*Work required*
Please report every line of the listing below that has the word "flock" in it.

== Information provided

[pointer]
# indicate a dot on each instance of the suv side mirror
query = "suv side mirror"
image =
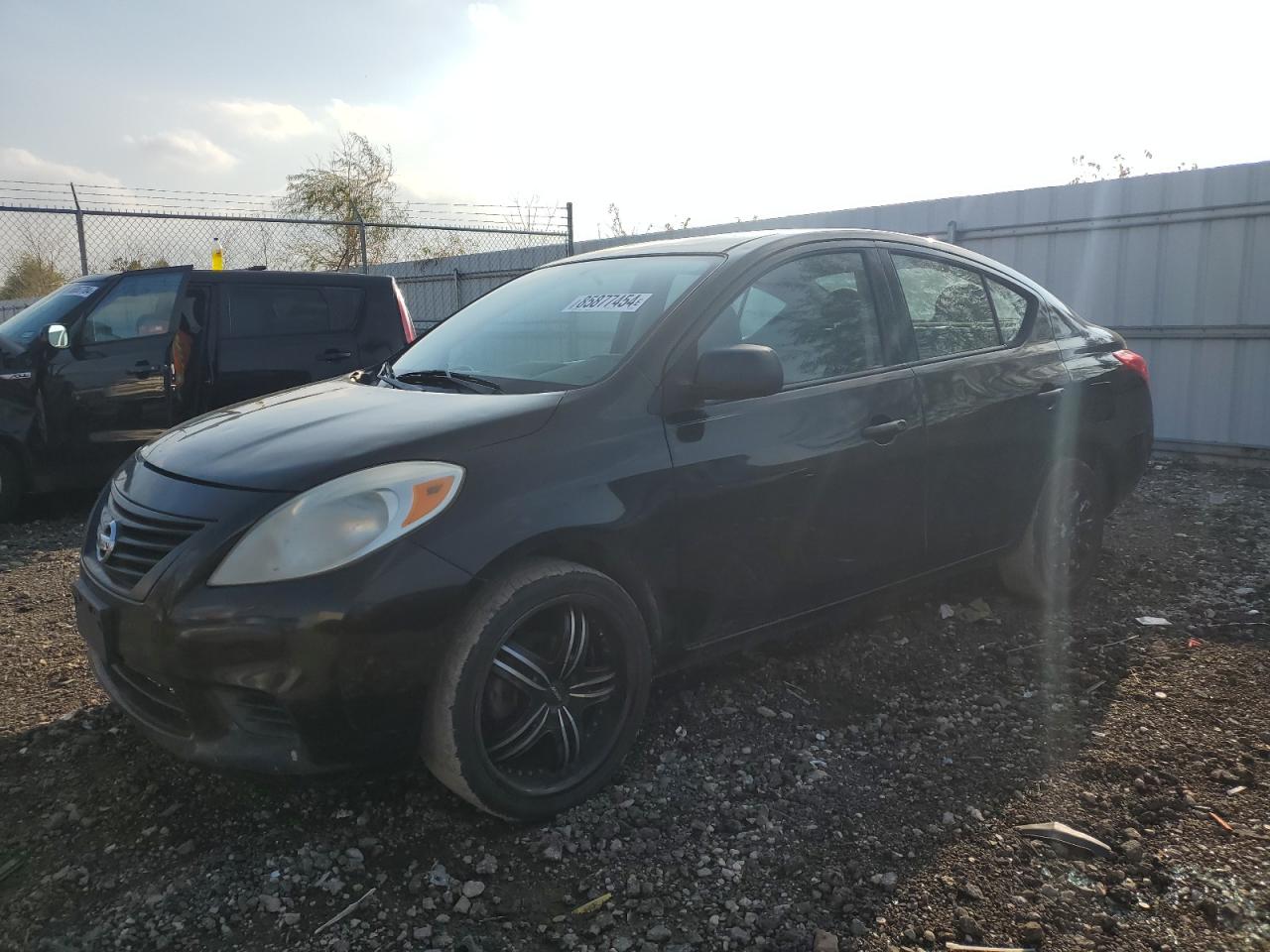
(738, 372)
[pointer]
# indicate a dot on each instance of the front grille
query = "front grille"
(143, 539)
(258, 712)
(155, 703)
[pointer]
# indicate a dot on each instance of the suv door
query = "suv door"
(111, 390)
(272, 336)
(992, 382)
(812, 495)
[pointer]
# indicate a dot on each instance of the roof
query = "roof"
(748, 241)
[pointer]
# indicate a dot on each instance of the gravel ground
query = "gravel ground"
(864, 782)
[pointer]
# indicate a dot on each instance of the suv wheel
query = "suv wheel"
(541, 692)
(12, 484)
(1060, 549)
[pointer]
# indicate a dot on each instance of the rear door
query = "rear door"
(273, 335)
(111, 391)
(812, 495)
(992, 384)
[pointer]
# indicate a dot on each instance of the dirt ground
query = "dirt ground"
(864, 780)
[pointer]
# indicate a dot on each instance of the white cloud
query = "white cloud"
(186, 149)
(26, 166)
(272, 121)
(379, 122)
(486, 17)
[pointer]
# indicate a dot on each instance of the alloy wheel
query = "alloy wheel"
(554, 698)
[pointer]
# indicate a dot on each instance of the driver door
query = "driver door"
(812, 495)
(111, 390)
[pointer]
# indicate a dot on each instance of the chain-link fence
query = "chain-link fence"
(51, 232)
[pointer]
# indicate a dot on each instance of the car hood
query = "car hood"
(303, 436)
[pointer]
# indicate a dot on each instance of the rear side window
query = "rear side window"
(948, 304)
(270, 309)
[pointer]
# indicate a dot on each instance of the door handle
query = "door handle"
(1049, 397)
(885, 430)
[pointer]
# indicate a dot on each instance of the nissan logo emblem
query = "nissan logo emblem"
(107, 536)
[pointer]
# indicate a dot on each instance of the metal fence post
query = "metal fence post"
(79, 229)
(361, 234)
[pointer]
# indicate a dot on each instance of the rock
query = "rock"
(885, 880)
(439, 878)
(970, 892)
(1032, 933)
(968, 925)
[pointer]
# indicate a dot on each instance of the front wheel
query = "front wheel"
(1060, 549)
(541, 692)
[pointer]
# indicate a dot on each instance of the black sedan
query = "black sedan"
(484, 549)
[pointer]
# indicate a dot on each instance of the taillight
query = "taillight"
(407, 324)
(1134, 362)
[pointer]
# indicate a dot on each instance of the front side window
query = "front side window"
(1011, 308)
(816, 312)
(137, 306)
(948, 306)
(562, 326)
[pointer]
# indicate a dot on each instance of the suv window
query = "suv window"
(137, 306)
(1011, 308)
(948, 306)
(267, 309)
(816, 312)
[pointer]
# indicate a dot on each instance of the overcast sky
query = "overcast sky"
(668, 109)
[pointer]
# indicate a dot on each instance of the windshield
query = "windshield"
(562, 326)
(30, 322)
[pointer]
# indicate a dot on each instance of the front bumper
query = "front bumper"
(304, 675)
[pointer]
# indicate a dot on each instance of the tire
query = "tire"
(1058, 552)
(541, 692)
(12, 484)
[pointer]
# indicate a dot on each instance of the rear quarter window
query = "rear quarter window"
(264, 309)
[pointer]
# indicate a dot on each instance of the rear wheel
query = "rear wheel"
(541, 692)
(12, 484)
(1060, 549)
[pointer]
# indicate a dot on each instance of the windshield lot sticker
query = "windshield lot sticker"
(606, 302)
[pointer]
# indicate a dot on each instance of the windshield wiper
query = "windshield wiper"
(461, 381)
(386, 375)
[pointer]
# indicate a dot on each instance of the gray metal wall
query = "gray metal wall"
(1179, 263)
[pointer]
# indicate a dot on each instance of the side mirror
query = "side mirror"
(738, 372)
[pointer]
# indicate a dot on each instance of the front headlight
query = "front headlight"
(340, 521)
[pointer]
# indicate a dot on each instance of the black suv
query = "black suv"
(593, 472)
(107, 363)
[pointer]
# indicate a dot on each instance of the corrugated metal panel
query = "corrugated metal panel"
(1178, 261)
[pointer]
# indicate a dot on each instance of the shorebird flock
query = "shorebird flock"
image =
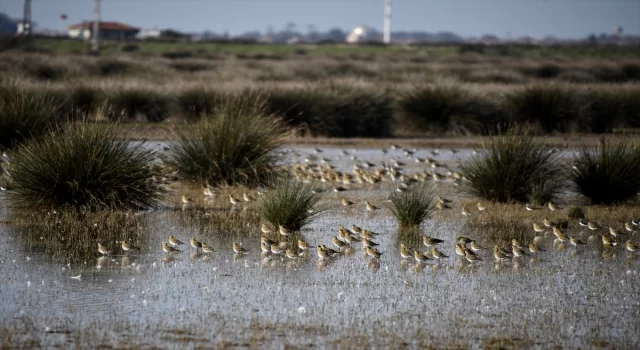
(396, 171)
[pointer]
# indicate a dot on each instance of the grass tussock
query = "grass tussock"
(514, 168)
(84, 165)
(290, 203)
(608, 174)
(234, 145)
(413, 206)
(72, 236)
(25, 114)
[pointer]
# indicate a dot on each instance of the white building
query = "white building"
(362, 34)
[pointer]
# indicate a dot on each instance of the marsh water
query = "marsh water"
(583, 297)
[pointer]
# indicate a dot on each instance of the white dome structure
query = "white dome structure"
(363, 33)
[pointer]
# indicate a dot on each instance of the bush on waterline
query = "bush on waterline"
(412, 206)
(84, 165)
(608, 174)
(514, 168)
(234, 145)
(290, 203)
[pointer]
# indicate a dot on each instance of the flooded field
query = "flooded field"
(60, 292)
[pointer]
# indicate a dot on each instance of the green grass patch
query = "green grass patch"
(234, 145)
(290, 203)
(514, 167)
(84, 165)
(24, 114)
(608, 174)
(412, 206)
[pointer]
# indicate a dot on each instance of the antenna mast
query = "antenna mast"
(95, 47)
(386, 34)
(26, 19)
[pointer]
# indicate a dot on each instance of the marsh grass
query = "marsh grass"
(234, 145)
(72, 236)
(334, 111)
(139, 102)
(575, 213)
(548, 109)
(411, 236)
(195, 103)
(25, 114)
(413, 206)
(447, 109)
(84, 165)
(290, 203)
(514, 168)
(608, 174)
(82, 101)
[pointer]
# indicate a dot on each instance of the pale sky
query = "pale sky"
(537, 18)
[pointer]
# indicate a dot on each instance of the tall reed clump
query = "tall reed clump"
(514, 167)
(608, 174)
(413, 206)
(196, 103)
(447, 109)
(85, 166)
(134, 103)
(234, 145)
(548, 109)
(290, 203)
(24, 114)
(335, 111)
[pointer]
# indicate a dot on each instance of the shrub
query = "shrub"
(547, 108)
(235, 144)
(514, 167)
(24, 114)
(132, 103)
(608, 174)
(84, 165)
(413, 206)
(441, 109)
(290, 203)
(196, 102)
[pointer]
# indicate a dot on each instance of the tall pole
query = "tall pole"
(386, 34)
(96, 29)
(26, 19)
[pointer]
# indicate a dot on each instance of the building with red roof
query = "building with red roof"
(108, 31)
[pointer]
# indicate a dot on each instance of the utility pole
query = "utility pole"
(26, 19)
(386, 34)
(95, 40)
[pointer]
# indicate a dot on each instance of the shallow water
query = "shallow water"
(576, 298)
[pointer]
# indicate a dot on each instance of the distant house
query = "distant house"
(362, 33)
(108, 31)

====

*Written solution*
# indicate a dot on each instance of the shorebird flock
query = "shorebird flock"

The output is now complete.